───── GIVEN TEXT

DATA_DIR = "/home/jensen/workspace/SYNTHESIS_DATA"
BATCH_SIZE = 128
IMAGE_SIZE = 192

files = os.listdir(os.path.join(DATA_DIR, 'low'))
train_files, val_files = random_split(files, (152000, 1856))

val_iter = ExternalInputIterator(batch_size=BATCH_SIZE, files=val_files, data_dir=DATA_DIR)
val_pipe = ExternalSourcePipeline(val_iter, batch_size=BATCH_SIZE, num_threads=4, device_id=0, img_size=IMAGE_SIZE)
val_loader = CustomDALIGenericIterator(val_pipe)

%%time
for idx, data in enumerate(val_loader):
    X, Y = data
    print(X.shape)

The example above uses NVIDIA DALI to customize the data iteration and loading method. Also using the %%time magic function in jupyter to calculate the time spent on a complete iteration, as shown in the figure below, the whole process took less than 3 seconds.

005

Additionally, simulating feeding data into AlexNet for processing, the GPU utilization can also remain stable at over 85%, indicating that the GPU’s performance is fully utilized.

Using NVIDIA DALI in a Multi-GPU Environment

The multi-GPU environment mentioned in this article refers to single-machine multi-GPU environments, that is, distributed training on multiple GPUs of one machine. However, the situation of multi-machine multi-GPU is not within the scope of this article’s discussion, and I indeed have not used this training method. The usage in a multi-GPU environment can also refer to the official documentation. Let’s directly go to my example:

import os
import nvidia.dali.fn as fn
import nvidia.dali.types as types
from torch.utils.data import random_split
from nvidia.dali.pipeline import Pipeline
from nvidia.dali.plugin.pytorch import DALIGenericIterator, LastBatchPolicy


class SyntheicDataPipeline(Pipeline):
    """
    An extended Pipeline class based on the Nvidia DALI library for low-light image enhancement.
    The effect of the Pipeline class is somewhat similar to the Dataset class in Pytorch and 
    the transforms function in torchvision. Mainly is to carry on some simple preprocessing to the input data.
    
    Args:
        batch_size (int): batch_size.

──────────
───── SOURCE MATERIAL

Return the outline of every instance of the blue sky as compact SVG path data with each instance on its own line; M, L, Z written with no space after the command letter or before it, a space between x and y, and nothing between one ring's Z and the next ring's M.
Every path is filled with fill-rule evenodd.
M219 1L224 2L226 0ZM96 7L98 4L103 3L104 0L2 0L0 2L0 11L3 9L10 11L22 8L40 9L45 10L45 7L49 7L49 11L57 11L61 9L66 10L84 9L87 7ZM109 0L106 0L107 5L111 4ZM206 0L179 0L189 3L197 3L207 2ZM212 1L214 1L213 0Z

──────────

**YOUR TASKS**
**1)** Answer these questions using the text on NVIDIA DALI.
(a) What value does the code assign to BATCH_SIZE?
(b) How long did one complete iteration take?
(c) What GPU utilization was seen when feeding data into AlexNet was simulated?
**2)** From the text on NVIDIA DALI, list every module named in the import statements of the multi-GPU example.
**3)** Rewrite the part of the text on NVIDIA DALI starting with "BATCH_SIZE = 128" and going on through "val_loader = CustomDALIGenericIterator(val_pipe)", with "val_iter" changed to "valid_iter" throughout.

**THE RESPONSES**
**1)**
(a) 128
(b) Less than 3 seconds
(c) Stable at over 85%

**2)**
os
nvidia.dali.fn
nvidia.dali.types
torch.utils.data
nvidia.dali.pipeline
nvidia.dali.plugin.pytorch

**3)**
BATCH_SIZE = 128
IMAGE_SIZE = 192

files = os.listdir(os.path.join(DATA_DIR, 'low'))
train_files, val_files = random_split(files, (152000, 1856))

valid_iter = ExternalInputIterator(batch_size=BATCH_SIZE, files=val_files, data_dir=DATA_DIR)
val_pipe = ExternalSourcePipeline(valid_iter, batch_size=BATCH_SIZE, num_threads=4, device_id=0, img_size=IMAGE_SIZE)
val_loader = CustomDALIGenericIterator(val_pipe)